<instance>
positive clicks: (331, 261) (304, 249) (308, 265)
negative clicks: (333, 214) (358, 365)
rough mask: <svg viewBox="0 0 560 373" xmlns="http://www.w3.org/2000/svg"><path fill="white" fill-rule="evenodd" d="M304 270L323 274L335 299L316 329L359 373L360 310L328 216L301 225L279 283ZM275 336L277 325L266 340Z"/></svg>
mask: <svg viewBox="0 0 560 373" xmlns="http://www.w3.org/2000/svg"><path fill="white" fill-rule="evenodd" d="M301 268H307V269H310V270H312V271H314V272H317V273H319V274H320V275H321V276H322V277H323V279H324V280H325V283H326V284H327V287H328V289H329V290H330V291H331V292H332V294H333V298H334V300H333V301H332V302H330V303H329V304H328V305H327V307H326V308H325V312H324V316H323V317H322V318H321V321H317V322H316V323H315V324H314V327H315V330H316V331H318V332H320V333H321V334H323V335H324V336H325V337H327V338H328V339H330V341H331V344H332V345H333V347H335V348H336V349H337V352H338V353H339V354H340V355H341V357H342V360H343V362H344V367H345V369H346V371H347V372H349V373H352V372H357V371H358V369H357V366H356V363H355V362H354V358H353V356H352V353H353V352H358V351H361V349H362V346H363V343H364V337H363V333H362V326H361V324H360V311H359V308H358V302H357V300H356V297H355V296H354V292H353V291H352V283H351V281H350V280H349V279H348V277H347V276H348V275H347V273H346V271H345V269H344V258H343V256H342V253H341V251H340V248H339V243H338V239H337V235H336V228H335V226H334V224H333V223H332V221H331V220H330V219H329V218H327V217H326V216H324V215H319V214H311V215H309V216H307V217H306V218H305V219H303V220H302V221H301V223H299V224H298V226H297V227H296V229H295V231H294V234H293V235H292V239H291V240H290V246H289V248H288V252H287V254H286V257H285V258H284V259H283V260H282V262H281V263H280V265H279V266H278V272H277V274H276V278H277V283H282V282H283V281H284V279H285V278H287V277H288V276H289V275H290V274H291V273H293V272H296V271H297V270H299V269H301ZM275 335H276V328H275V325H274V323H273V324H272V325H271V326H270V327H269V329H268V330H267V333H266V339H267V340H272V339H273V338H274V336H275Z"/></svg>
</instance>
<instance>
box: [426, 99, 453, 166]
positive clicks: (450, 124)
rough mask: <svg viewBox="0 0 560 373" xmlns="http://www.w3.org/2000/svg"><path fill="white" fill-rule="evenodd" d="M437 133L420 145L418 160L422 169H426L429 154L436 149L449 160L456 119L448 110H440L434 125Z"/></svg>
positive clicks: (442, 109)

######

A word-for-word repeat of the full data is needed.

<instance>
positive clicks: (331, 261) (304, 249) (308, 265)
negative clicks: (333, 214) (358, 365)
rough mask: <svg viewBox="0 0 560 373" xmlns="http://www.w3.org/2000/svg"><path fill="white" fill-rule="evenodd" d="M304 270L323 274L335 299L316 329L359 373L360 310L328 216L301 225L279 283ZM275 336L277 325L266 340Z"/></svg>
mask: <svg viewBox="0 0 560 373" xmlns="http://www.w3.org/2000/svg"><path fill="white" fill-rule="evenodd" d="M301 268H307V269H310V270H312V271H314V272H317V273H319V274H320V275H321V276H322V277H323V279H324V280H325V283H326V284H327V287H328V289H329V290H330V291H331V292H332V294H333V298H334V300H333V301H332V302H330V303H329V304H328V305H327V307H326V308H325V312H324V316H323V317H322V318H321V321H317V322H316V323H315V324H314V327H315V330H316V331H318V332H320V333H321V334H323V335H324V336H325V337H327V338H328V339H330V341H331V344H332V345H333V347H335V348H336V349H337V352H338V353H339V354H340V355H341V357H342V360H343V362H344V367H345V369H346V371H347V372H349V373H352V372H357V371H358V369H357V366H356V363H355V362H354V358H353V356H352V353H353V352H358V351H361V349H362V346H363V343H364V337H363V333H362V326H361V324H360V311H359V308H358V302H357V300H356V297H355V296H354V292H353V291H352V283H351V281H350V280H349V279H348V277H347V276H348V275H347V273H346V271H345V269H344V258H343V256H342V253H341V251H340V248H339V243H338V239H337V235H336V228H335V226H334V224H333V223H332V221H331V220H330V219H329V218H327V217H326V216H324V215H319V214H311V215H309V216H307V217H306V218H305V219H303V220H302V221H301V223H299V224H298V226H297V227H296V229H295V231H294V234H293V235H292V239H291V240H290V246H289V248H288V252H287V254H286V257H285V258H284V259H283V260H282V262H281V263H280V265H279V266H278V272H277V274H276V278H277V283H282V282H283V281H284V279H285V278H287V277H288V276H289V275H290V274H291V273H293V272H296V271H297V270H299V269H301ZM275 335H276V328H275V325H274V323H273V324H272V325H271V326H270V327H269V329H268V330H267V333H266V339H267V340H272V339H273V338H274V336H275Z"/></svg>
</instance>
<instance>
box: [426, 99, 453, 166]
positive clicks: (450, 124)
rough mask: <svg viewBox="0 0 560 373" xmlns="http://www.w3.org/2000/svg"><path fill="white" fill-rule="evenodd" d="M437 133L420 145L418 160L422 169H426L429 154L436 149L449 160L456 119L448 110H440L434 125Z"/></svg>
positive clicks: (442, 109)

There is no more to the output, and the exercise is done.